**REQUEST 1:**
Answer these about the CompUnit excerpt, one line each:
(a) What is erroneous to ask the CompUnit::Loader class to do?
(b) What does export-sub return when the compilation unit has no callable EXPORT subroutine?
(c) What does globalish-package return when there is no GLOBALish package?

The CompUnit::Loader class only expects to be asked to load a given source
or precompiled file into memory once. Asking it to load the same pre-compiled
file twice is erroneous. Provided this is respected, concurrent calls to the
methods of CompUnit::Loader are allowed.
CompUnit::Handle

The CompUnit::Handle class is a handle to a loaded compilation unit. Its
exact internals are implementation defined, but it can be expected to have
the following methods:
class CompUnit::Handle {
    # If the compilation unit has a callable EXPORT subroutine, it will
    # be returned here. A Callable type object otherwise.
    method export-sub() returns Callable {
        ...
    }

    # The EXPORT package from the UNIT of the compilation unit; a
    # Stash type object if none
    method export-package() returns Stash {
        ...
    }

    # The EXPORTHOW package from the UNIT of the compilation unit;
    # a Stash type object if none.
    method export-how-package() returns Stash {
        ...
    }

    # The GLOBALish package from the UNIT of the compilation unit
    # (the module's contributions to GLOBAL, for merging); a Stash
    # type object if none.
    method globalish-package() returns Stash {
        ...

**REQUEST 2:** Could you render the records as a numbered list, from their first line through the line that contains "45 L 74 121", inclusive, and leave out any blank lines?

**INPUT MATERIAL:**
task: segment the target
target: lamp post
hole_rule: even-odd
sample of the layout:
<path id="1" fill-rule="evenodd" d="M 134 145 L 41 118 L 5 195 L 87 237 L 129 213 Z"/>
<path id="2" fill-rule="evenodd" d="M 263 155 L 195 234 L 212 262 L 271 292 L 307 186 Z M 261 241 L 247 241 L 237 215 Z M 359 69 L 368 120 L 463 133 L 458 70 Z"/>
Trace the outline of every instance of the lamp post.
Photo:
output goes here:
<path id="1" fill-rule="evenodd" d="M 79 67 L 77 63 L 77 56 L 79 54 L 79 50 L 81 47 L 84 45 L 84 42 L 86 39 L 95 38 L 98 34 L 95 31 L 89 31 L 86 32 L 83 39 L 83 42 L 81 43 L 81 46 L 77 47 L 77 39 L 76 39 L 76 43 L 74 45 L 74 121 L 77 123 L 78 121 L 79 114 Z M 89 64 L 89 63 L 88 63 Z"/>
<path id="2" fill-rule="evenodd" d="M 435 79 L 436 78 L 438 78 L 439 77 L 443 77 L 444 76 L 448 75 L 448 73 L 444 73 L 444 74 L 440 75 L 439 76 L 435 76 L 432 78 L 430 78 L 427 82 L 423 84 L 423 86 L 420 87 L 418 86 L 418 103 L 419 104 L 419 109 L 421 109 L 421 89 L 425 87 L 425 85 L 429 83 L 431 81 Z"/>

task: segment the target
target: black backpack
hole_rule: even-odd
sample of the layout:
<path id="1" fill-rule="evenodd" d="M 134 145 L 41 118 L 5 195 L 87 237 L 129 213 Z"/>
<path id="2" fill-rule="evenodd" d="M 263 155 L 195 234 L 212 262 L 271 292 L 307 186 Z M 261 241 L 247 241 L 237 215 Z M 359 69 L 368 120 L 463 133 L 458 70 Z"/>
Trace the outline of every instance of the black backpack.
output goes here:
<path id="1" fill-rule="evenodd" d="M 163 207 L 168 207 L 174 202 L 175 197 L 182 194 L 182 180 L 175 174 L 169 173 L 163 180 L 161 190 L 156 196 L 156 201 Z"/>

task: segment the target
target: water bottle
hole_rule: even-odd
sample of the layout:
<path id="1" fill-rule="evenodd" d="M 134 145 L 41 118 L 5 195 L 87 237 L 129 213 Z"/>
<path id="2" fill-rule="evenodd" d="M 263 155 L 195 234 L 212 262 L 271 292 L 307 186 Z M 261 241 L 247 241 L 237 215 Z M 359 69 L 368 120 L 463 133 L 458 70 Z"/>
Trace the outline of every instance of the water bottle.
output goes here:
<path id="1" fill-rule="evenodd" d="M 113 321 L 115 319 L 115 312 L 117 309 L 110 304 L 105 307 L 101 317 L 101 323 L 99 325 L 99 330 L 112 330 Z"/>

**CORRECT RESPONSE 1:**
(a) Load the same pre-compiled file twice.
(b) A Callable type object.
(c) A Stash type object.

**CORRECT RESPONSE 2:**
1. task: segment the target
2. target: lamp post
3. hole_rule: even-odd
4. sample of the layout:
5. <path id="1" fill-rule="evenodd" d="M 134 145 L 41 118 L 5 195 L 87 237 L 129 213 Z"/>
6. <path id="2" fill-rule="evenodd" d="M 263 155 L 195 234 L 212 262 L 271 292 L 307 186 Z M 261 241 L 247 241 L 237 215 Z M 359 69 L 368 120 L 463 133 L 458 70 Z"/>
7. Trace the outline of every instance of the lamp post.
8. Photo:
9. output goes here:
10. <path id="1" fill-rule="evenodd" d="M 79 67 L 77 63 L 77 56 L 79 54 L 79 50 L 81 47 L 84 45 L 84 42 L 86 39 L 95 38 L 98 34 L 95 31 L 89 31 L 86 32 L 83 39 L 83 42 L 81 43 L 81 46 L 77 47 L 77 39 L 76 39 L 76 43 L 74 45 L 74 121 L 77 123 L 78 121 L 79 114 Z M 89 64 L 89 63 L 88 63 Z"/>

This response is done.